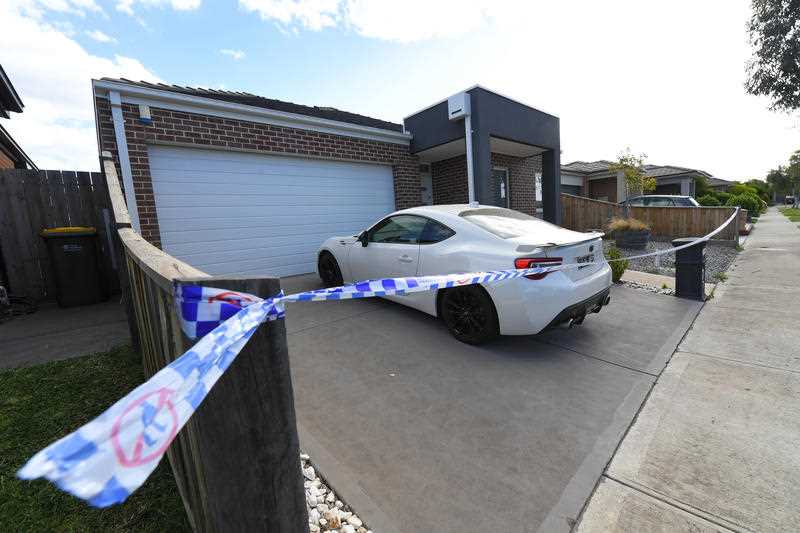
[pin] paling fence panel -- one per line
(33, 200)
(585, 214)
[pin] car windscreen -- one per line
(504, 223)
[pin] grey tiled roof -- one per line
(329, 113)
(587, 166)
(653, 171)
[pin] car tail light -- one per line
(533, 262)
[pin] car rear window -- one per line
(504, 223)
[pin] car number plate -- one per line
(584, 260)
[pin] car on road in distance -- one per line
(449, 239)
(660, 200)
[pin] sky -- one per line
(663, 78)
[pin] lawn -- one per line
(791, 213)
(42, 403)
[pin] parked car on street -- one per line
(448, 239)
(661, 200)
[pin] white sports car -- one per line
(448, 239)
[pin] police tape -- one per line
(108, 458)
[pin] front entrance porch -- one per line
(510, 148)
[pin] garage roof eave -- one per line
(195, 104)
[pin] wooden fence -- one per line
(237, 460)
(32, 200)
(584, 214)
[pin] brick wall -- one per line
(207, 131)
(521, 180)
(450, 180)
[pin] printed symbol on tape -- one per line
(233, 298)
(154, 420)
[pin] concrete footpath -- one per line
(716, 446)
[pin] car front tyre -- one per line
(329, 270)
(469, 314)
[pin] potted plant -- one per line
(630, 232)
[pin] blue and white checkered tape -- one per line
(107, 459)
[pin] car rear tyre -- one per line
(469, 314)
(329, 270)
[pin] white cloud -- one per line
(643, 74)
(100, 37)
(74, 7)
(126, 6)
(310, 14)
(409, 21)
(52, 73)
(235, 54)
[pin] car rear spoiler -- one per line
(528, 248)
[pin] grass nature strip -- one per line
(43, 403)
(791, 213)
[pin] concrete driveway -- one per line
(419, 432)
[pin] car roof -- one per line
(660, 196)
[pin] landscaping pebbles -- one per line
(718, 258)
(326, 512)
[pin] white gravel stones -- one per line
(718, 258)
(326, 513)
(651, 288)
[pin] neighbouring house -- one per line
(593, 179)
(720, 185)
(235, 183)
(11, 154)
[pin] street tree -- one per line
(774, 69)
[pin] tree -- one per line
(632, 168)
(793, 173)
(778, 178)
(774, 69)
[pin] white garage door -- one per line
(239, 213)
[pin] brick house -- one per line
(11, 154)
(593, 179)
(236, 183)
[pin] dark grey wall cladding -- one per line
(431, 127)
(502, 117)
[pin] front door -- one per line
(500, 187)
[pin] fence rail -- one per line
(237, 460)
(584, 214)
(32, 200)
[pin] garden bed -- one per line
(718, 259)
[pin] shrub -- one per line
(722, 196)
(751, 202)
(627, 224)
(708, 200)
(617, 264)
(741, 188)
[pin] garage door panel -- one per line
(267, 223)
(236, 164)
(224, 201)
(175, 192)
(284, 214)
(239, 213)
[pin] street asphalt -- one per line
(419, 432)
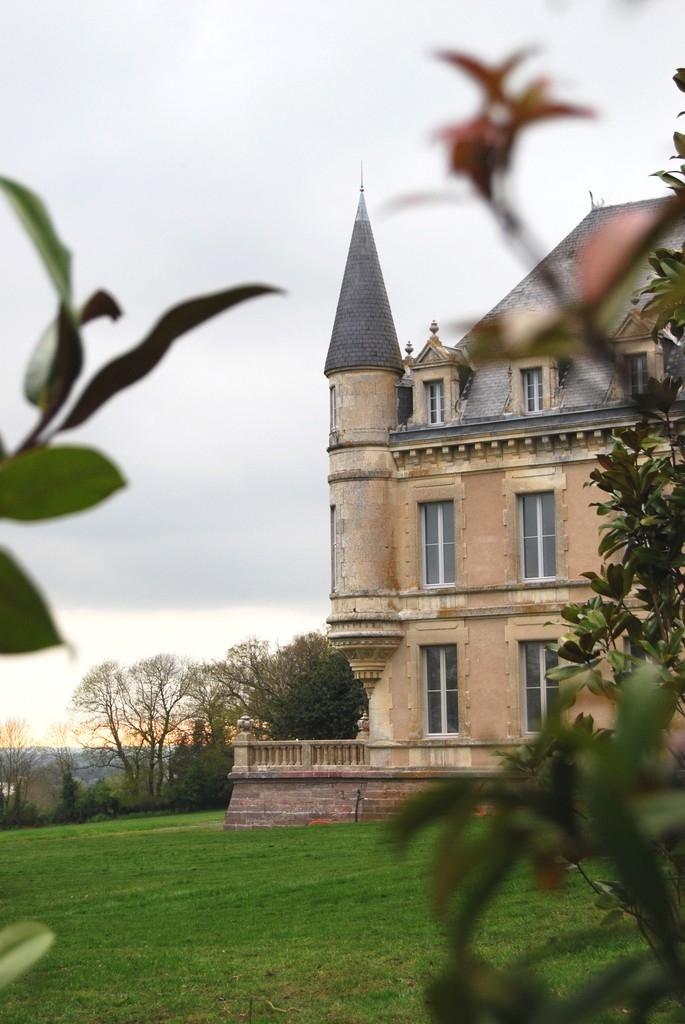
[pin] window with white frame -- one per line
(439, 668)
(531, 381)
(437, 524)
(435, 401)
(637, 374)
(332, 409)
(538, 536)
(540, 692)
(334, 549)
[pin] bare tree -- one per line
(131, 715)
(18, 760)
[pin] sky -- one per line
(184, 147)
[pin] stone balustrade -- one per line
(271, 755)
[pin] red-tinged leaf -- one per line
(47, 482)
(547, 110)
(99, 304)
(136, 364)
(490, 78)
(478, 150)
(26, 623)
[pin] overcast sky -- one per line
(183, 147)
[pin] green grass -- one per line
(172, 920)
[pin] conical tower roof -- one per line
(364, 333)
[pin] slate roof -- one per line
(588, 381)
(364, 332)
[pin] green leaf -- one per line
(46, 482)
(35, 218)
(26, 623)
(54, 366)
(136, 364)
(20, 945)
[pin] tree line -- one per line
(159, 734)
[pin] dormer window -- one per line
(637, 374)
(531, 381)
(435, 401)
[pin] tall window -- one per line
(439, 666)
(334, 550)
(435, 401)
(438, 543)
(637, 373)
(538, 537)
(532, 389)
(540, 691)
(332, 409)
::::
* Do this *
Render all the records above as a Markdown table with the columns Row and Text, giving each line its own numbered row and skipping blank lines. Leave the pictures out.

* Response *
| Row | Text |
|---|---|
| 1 | [pin] paling fence panel -- one per line |
| 2 | (33, 200) |
| 3 | (585, 214) |
| 4 | [pin] car windscreen -- one per line |
| 5 | (504, 223) |
| 6 | [pin] grey tiled roof -- one per line |
| 7 | (329, 113) |
| 8 | (587, 166) |
| 9 | (653, 171) |
| 10 | [pin] car tail light -- one per line |
| 11 | (533, 262) |
| 12 | [pin] car rear window -- one per line |
| 13 | (504, 223) |
| 14 | [pin] car number plate -- one per line |
| 15 | (584, 260) |
| 16 | [pin] car on road in distance -- one per line |
| 17 | (449, 239) |
| 18 | (660, 200) |
| 19 | [pin] sky -- one per line |
| 20 | (663, 78) |
| 21 | [pin] lawn -- one per line |
| 22 | (791, 213) |
| 23 | (42, 403) |
| 24 | [pin] parked car on street -- one per line |
| 25 | (448, 239) |
| 26 | (661, 200) |
| 27 | [pin] white sports car -- one per line |
| 28 | (448, 239) |
| 29 | [pin] police tape -- one per line |
| 30 | (108, 458) |
| 31 | [pin] front entrance porch -- one per line |
| 32 | (510, 148) |
| 33 | [pin] garage roof eave -- one per line |
| 34 | (195, 104) |
| 35 | [pin] wooden fence -- one per line |
| 36 | (237, 460) |
| 37 | (32, 200) |
| 38 | (584, 214) |
| 39 | [pin] brick wall -- one per line |
| 40 | (207, 131) |
| 41 | (521, 180) |
| 42 | (450, 180) |
| 43 | [pin] printed symbol on tape -- one per line |
| 44 | (233, 298) |
| 45 | (154, 420) |
| 46 | [pin] concrete footpath -- one per line |
| 47 | (716, 446) |
| 48 | [pin] car front tyre -- one per line |
| 49 | (329, 270) |
| 50 | (469, 314) |
| 51 | [pin] potted plant -- one per line |
| 52 | (630, 232) |
| 53 | [pin] blue and white checkered tape -- one per line |
| 54 | (107, 459) |
| 55 | [pin] car rear tyre -- one per line |
| 56 | (469, 314) |
| 57 | (329, 270) |
| 58 | [pin] white cloud -- one per line |
| 59 | (643, 74) |
| 60 | (100, 37) |
| 61 | (74, 7) |
| 62 | (126, 6) |
| 63 | (310, 14) |
| 64 | (409, 21) |
| 65 | (52, 73) |
| 66 | (235, 54) |
| 67 | [pin] car rear spoiler -- one per line |
| 68 | (528, 248) |
| 69 | [pin] grass nature strip -- one per line |
| 70 | (43, 403) |
| 71 | (791, 213) |
| 72 | [pin] concrete driveway -- one per line |
| 73 | (419, 432) |
| 74 | [pin] car roof -- one per line |
| 75 | (660, 196) |
| 76 | [pin] landscaping pebbles -- one per line |
| 77 | (718, 258) |
| 78 | (326, 512) |
| 79 | [pin] white gravel stones -- one per line |
| 80 | (718, 258) |
| 81 | (326, 513) |
| 82 | (651, 288) |
| 83 | [pin] neighbouring house -- one per line |
| 84 | (593, 179) |
| 85 | (720, 185) |
| 86 | (235, 183) |
| 87 | (11, 154) |
| 88 | [pin] street tree -- one per line |
| 89 | (774, 69) |
| 90 | [pin] tree -- one per line |
| 91 | (632, 168) |
| 92 | (793, 173) |
| 93 | (778, 178) |
| 94 | (774, 69) |
| 95 | [pin] white garage door -- one per line |
| 96 | (239, 213) |
| 97 | [pin] brick house -- one per line |
| 98 | (11, 154) |
| 99 | (593, 179) |
| 100 | (236, 183) |
| 101 | [pin] dark grey wall cladding -- one per line |
| 102 | (431, 127) |
| 103 | (502, 117) |
| 104 | [pin] front door -- one per line |
| 105 | (500, 187) |
| 106 | [pin] fence rail -- one per line |
| 107 | (237, 460) |
| 108 | (584, 214) |
| 109 | (32, 200) |
| 110 | [pin] garden bed -- one per line |
| 111 | (718, 259) |
| 112 | [pin] shrub -- one per line |
| 113 | (722, 196) |
| 114 | (751, 202) |
| 115 | (627, 224) |
| 116 | (708, 200) |
| 117 | (617, 264) |
| 118 | (741, 188) |
| 119 | [pin] garage door panel -- one per line |
| 120 | (267, 223) |
| 121 | (236, 164) |
| 122 | (224, 201) |
| 123 | (175, 192) |
| 124 | (284, 214) |
| 125 | (239, 213) |
| 126 | [pin] street asphalt -- one per line |
| 127 | (419, 432) |
| 128 | [pin] window with white frame -- one per line |
| 129 | (439, 668) |
| 130 | (531, 381) |
| 131 | (437, 524) |
| 132 | (435, 401) |
| 133 | (637, 374) |
| 134 | (332, 409) |
| 135 | (538, 536) |
| 136 | (540, 692) |
| 137 | (334, 549) |
| 138 | [pin] bare tree -- one per line |
| 139 | (131, 715) |
| 140 | (18, 760) |
| 141 | [pin] sky -- one per line |
| 142 | (184, 147) |
| 143 | [pin] stone balustrade -- one per line |
| 144 | (271, 755) |
| 145 | [pin] red-tinged leaf -- one per line |
| 146 | (47, 482) |
| 147 | (547, 110) |
| 148 | (99, 304) |
| 149 | (136, 364) |
| 150 | (490, 78) |
| 151 | (478, 150) |
| 152 | (26, 623) |
| 153 | [pin] overcast sky -- one per line |
| 154 | (183, 147) |
| 155 | [pin] green grass -- one per line |
| 156 | (172, 920) |
| 157 | [pin] conical tower roof -- one per line |
| 158 | (364, 333) |
| 159 | [pin] slate roof -- one per line |
| 160 | (588, 381) |
| 161 | (364, 332) |
| 162 | [pin] green leaf -- one per line |
| 163 | (46, 482) |
| 164 | (35, 218) |
| 165 | (26, 623) |
| 166 | (54, 366) |
| 167 | (136, 364) |
| 168 | (20, 945) |
| 169 | [pin] tree line -- one per line |
| 170 | (159, 734) |
| 171 | [pin] dormer window -- one per line |
| 172 | (637, 374) |
| 173 | (531, 381) |
| 174 | (435, 401) |
| 175 | [pin] tall window -- one per line |
| 176 | (439, 666) |
| 177 | (334, 550) |
| 178 | (435, 401) |
| 179 | (438, 543) |
| 180 | (637, 373) |
| 181 | (538, 537) |
| 182 | (532, 389) |
| 183 | (540, 691) |
| 184 | (332, 409) |